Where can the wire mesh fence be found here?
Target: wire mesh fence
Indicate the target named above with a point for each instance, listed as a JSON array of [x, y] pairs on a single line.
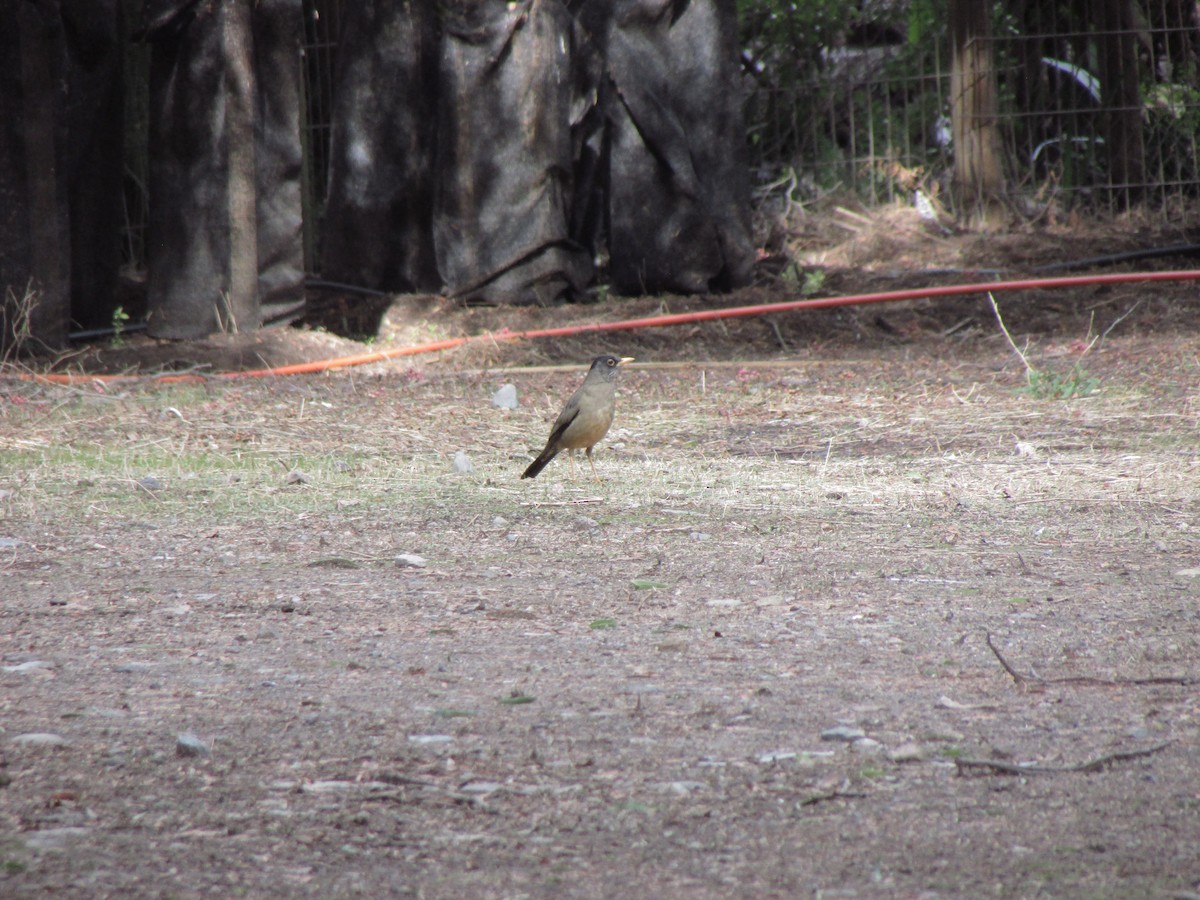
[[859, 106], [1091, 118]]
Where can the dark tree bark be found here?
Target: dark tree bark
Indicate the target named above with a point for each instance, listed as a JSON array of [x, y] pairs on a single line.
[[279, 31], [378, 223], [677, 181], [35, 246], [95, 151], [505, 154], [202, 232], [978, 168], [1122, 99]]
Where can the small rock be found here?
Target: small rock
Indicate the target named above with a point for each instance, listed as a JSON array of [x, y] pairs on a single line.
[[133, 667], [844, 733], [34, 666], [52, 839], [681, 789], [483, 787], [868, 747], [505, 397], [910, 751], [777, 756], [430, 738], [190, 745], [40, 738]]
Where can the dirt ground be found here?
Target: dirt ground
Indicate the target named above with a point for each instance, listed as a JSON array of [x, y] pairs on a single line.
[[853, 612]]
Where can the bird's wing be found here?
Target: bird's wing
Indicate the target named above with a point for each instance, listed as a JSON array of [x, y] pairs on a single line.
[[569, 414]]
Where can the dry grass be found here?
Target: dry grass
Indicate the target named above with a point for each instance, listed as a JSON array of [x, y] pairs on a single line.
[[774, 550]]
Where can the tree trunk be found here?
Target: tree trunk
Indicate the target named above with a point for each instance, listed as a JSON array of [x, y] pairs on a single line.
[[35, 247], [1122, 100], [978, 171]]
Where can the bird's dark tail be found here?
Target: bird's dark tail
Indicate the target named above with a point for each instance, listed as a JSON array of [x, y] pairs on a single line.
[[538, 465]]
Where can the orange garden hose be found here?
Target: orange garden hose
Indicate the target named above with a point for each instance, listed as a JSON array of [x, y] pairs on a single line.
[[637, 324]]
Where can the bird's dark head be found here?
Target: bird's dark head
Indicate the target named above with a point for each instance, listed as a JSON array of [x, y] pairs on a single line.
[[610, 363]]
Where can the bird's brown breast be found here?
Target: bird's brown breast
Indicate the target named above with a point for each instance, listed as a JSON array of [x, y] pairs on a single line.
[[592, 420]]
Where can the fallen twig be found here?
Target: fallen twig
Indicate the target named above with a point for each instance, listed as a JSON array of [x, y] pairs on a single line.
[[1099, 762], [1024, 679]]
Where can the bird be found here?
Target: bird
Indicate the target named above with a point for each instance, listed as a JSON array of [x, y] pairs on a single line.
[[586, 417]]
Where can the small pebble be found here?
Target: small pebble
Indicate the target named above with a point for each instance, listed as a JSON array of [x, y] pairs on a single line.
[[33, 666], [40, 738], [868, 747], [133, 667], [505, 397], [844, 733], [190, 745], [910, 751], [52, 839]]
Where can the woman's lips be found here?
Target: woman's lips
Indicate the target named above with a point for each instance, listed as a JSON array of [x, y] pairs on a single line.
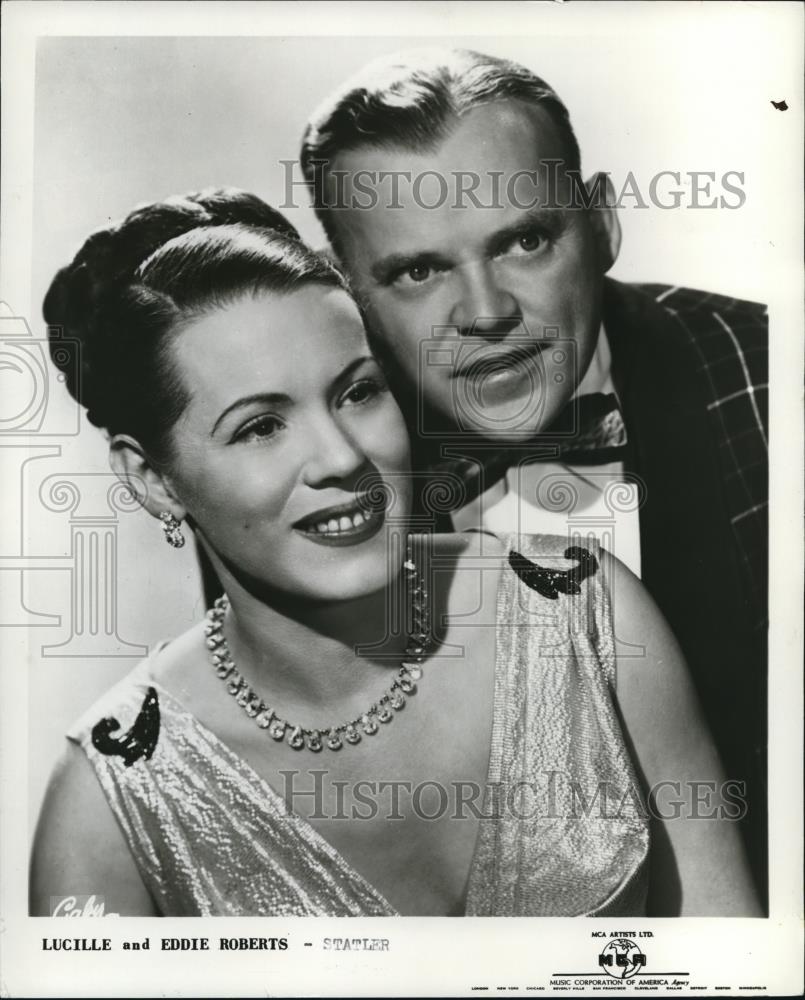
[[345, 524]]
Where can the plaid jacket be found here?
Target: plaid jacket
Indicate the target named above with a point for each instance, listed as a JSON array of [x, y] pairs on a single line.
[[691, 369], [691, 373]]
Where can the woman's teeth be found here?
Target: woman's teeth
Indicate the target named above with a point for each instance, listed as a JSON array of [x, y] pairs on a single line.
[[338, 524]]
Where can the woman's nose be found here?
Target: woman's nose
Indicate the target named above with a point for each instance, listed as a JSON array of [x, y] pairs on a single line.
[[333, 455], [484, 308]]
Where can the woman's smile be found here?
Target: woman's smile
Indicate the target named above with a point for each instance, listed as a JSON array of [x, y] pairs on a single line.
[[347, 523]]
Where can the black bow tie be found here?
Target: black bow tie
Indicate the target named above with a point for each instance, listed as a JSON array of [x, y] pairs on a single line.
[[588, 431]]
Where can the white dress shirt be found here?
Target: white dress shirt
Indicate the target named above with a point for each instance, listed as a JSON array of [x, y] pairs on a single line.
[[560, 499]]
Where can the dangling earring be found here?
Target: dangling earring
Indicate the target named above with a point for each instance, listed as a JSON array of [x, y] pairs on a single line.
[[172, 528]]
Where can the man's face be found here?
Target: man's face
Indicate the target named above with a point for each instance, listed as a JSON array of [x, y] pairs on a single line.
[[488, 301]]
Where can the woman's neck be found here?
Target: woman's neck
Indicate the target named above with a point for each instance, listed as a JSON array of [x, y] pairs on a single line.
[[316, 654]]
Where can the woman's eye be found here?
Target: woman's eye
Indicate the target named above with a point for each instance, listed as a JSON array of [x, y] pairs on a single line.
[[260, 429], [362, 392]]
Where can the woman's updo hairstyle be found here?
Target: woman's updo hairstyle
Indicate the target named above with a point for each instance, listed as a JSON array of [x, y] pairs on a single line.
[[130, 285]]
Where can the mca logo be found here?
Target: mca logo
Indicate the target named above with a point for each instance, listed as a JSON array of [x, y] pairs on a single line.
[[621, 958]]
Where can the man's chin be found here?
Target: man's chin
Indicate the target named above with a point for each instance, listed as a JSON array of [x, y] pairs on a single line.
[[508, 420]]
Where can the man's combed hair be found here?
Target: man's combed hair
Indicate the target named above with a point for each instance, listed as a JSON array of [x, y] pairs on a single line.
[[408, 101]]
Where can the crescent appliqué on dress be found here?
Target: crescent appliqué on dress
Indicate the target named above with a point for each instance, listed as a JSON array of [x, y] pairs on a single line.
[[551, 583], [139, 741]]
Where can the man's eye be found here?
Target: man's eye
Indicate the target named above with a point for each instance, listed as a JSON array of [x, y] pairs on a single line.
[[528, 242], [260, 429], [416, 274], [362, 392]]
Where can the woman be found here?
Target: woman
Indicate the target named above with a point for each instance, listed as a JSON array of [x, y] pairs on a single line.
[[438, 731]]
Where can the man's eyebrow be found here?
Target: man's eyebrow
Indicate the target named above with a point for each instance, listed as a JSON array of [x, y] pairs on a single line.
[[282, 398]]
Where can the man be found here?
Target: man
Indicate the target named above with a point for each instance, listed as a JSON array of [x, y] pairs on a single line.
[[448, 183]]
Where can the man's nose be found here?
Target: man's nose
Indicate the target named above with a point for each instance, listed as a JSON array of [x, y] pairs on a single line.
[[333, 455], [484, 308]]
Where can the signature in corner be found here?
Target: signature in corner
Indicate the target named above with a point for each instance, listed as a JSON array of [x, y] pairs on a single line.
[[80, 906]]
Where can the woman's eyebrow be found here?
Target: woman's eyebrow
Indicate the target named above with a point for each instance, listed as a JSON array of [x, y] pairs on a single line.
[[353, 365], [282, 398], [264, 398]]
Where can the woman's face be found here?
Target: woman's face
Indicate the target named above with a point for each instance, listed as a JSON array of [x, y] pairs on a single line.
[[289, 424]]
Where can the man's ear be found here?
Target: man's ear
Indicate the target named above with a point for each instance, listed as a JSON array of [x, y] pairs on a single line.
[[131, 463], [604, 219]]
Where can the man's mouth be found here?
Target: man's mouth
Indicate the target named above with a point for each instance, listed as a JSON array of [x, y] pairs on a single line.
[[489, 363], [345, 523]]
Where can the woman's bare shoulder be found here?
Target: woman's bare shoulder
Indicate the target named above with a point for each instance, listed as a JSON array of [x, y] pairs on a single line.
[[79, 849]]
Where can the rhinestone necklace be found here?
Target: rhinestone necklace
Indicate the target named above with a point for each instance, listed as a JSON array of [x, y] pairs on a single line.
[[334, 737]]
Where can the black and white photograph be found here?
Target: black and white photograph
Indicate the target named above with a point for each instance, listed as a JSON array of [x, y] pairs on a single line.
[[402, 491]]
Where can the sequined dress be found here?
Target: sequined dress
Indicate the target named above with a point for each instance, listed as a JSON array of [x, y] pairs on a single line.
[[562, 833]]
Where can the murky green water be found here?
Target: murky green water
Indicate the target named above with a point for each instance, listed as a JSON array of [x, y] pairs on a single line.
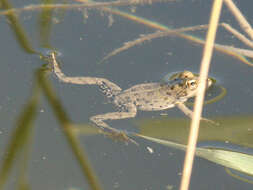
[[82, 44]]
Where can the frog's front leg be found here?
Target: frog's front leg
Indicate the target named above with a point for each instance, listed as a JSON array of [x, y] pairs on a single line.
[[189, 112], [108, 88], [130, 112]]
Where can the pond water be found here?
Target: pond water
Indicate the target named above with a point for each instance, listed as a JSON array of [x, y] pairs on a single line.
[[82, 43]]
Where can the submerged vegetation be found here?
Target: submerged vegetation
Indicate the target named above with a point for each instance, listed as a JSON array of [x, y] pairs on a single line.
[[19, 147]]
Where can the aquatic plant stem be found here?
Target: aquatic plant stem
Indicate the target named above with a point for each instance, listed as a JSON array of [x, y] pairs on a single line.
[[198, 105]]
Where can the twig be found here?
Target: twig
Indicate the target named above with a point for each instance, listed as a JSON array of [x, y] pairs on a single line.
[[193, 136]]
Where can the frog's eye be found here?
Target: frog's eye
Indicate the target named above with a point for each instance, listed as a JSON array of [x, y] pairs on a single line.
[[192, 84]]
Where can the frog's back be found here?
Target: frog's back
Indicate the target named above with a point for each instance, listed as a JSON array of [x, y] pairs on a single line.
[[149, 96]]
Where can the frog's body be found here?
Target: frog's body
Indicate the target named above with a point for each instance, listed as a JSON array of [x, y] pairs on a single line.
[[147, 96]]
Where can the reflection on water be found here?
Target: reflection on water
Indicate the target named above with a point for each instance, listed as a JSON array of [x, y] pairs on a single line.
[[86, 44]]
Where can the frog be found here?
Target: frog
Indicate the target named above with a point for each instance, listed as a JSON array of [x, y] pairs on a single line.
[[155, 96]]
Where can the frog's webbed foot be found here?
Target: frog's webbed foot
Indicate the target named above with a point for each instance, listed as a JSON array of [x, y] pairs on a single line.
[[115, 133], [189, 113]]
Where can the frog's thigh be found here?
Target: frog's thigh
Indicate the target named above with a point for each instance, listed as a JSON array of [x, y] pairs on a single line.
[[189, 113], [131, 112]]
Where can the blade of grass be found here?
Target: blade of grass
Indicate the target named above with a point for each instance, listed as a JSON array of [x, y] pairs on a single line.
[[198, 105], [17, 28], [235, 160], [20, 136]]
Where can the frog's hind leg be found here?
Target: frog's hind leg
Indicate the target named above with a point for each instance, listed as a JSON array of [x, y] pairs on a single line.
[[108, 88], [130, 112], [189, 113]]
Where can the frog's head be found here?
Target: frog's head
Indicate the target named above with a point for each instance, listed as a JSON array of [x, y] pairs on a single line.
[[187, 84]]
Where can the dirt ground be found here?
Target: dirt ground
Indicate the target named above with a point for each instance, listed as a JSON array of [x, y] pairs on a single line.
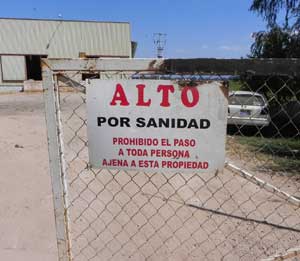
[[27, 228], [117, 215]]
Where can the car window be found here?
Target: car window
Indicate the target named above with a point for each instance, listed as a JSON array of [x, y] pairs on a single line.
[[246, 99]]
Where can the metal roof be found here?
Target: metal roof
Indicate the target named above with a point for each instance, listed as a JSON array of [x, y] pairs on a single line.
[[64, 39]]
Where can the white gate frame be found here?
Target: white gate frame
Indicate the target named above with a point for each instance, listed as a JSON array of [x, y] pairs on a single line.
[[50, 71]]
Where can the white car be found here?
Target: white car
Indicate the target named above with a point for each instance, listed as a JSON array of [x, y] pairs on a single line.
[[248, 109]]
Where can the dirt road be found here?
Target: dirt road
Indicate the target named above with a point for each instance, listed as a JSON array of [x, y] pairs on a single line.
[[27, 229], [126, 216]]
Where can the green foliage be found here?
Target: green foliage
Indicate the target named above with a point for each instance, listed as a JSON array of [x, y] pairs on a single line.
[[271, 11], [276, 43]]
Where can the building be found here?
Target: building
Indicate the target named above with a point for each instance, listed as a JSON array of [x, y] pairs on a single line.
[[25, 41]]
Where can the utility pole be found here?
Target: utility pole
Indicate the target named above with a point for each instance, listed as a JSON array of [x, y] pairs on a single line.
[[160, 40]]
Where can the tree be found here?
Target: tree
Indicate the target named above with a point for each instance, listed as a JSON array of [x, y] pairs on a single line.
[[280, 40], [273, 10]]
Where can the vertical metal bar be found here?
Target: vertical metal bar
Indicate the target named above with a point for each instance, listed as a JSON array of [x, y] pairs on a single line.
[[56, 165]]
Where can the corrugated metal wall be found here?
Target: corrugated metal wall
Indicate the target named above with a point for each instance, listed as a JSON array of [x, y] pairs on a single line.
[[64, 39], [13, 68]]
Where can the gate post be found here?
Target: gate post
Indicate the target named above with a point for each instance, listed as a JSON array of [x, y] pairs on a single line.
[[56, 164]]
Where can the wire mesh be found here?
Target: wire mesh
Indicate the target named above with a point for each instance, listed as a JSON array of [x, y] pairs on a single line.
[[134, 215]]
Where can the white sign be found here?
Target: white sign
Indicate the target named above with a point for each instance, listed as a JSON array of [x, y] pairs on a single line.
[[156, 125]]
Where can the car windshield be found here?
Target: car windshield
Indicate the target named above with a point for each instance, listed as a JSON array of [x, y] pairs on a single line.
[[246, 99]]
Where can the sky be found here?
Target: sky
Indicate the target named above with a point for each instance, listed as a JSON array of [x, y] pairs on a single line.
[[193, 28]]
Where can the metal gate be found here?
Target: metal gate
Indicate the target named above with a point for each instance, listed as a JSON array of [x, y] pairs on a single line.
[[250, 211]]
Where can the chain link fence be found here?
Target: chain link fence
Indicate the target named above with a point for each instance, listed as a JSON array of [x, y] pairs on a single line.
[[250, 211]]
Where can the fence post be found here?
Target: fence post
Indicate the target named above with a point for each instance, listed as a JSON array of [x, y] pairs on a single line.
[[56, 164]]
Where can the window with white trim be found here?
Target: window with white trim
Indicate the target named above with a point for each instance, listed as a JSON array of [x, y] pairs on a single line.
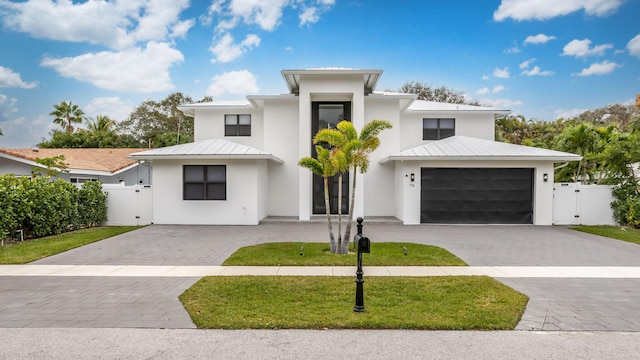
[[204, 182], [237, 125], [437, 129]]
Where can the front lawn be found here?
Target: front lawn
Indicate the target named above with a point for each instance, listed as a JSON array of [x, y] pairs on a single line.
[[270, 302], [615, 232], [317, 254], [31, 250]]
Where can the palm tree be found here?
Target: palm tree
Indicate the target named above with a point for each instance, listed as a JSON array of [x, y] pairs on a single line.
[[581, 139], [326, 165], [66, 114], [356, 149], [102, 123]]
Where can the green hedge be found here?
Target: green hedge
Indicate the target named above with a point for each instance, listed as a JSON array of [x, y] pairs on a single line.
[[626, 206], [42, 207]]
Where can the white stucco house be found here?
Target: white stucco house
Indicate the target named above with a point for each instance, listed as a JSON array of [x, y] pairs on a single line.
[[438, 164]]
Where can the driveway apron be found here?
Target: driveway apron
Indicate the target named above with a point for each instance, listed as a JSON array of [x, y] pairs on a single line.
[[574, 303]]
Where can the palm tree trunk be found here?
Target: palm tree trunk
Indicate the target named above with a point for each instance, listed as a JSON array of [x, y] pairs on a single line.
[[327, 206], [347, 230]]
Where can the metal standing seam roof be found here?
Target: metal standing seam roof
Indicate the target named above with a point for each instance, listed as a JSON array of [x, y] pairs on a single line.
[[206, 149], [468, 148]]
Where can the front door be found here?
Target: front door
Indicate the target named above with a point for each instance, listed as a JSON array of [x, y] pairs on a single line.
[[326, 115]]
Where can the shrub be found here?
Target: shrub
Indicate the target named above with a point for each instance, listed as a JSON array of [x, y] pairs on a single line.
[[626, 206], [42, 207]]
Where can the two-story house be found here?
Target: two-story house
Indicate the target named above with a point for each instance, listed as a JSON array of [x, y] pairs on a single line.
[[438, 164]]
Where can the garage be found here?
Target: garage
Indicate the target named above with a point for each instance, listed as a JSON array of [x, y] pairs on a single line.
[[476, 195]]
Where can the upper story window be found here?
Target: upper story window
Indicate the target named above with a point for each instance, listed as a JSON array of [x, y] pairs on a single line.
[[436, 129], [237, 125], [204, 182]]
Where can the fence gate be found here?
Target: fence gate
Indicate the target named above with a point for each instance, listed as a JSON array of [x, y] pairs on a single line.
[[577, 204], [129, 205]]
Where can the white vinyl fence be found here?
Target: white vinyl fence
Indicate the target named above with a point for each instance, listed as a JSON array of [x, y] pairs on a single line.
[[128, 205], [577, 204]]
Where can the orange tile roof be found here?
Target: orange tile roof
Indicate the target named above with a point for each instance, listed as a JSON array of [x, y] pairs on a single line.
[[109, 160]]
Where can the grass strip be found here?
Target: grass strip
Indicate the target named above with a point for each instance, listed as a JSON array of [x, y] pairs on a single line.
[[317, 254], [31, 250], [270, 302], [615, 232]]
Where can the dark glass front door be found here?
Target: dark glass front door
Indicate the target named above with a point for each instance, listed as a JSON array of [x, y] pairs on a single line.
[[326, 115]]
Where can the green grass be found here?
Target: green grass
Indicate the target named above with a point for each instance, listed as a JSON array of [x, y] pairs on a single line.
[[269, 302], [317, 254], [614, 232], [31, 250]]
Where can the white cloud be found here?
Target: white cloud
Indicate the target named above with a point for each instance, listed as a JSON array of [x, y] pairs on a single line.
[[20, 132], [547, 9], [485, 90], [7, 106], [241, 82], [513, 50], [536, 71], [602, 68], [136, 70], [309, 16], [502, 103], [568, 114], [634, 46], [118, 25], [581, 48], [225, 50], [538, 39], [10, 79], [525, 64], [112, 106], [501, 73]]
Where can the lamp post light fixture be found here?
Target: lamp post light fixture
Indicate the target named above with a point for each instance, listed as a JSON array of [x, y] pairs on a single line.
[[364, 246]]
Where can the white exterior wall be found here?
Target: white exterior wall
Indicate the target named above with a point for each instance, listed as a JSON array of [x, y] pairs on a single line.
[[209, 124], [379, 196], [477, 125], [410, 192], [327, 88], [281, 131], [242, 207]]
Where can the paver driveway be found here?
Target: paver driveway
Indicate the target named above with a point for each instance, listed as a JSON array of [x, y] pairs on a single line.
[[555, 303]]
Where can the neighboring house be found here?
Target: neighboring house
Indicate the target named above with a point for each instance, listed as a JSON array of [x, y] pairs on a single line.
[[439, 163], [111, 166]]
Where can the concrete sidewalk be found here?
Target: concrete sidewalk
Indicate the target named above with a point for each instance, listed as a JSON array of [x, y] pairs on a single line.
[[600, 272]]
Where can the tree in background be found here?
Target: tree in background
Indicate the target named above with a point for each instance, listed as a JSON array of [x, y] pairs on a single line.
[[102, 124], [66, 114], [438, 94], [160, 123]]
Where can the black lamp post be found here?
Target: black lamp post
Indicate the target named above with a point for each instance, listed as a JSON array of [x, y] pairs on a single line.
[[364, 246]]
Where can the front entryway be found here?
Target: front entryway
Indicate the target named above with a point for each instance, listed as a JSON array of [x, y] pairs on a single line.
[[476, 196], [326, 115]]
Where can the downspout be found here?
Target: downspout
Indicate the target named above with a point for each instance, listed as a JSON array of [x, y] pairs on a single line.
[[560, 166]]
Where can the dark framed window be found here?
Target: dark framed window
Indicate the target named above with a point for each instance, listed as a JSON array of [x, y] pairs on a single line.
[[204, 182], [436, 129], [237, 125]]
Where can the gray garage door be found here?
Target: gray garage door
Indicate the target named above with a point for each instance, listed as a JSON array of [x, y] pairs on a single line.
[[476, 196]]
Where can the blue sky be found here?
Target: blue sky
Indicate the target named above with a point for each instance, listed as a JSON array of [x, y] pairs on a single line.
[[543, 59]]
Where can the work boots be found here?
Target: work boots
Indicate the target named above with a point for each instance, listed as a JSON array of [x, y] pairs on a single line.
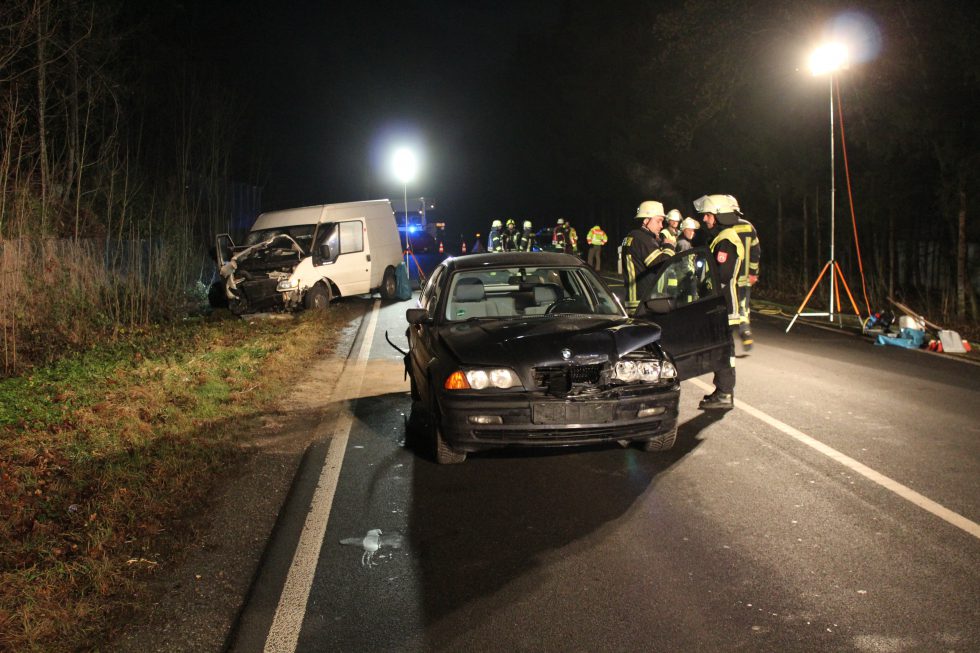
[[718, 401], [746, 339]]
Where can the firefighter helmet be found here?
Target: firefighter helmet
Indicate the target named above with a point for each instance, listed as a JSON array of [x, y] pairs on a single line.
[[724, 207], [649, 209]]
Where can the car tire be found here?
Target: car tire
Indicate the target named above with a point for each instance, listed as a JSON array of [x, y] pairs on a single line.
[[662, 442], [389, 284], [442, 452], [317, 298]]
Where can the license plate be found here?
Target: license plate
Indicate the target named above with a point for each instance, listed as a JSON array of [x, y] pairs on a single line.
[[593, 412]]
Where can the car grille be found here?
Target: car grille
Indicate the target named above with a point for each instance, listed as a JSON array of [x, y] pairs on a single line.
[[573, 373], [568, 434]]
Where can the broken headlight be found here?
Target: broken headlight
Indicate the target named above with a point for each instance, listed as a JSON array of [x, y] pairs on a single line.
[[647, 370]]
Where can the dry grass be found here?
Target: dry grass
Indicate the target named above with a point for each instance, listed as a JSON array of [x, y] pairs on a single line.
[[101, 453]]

◆ ◆ ◆

Stated goal
Reproduce the records verbatim, starting at the line containing "Where can the aquatic" and ending at the line containing "[[198, 105]]", both lines included.

Task output
Where can the aquatic plant stem be found here?
Target: aquatic plant stem
Indicate the target named above with a point for each instance, listed as a JSON array of [x, y] pairs on a single line.
[[198, 105]]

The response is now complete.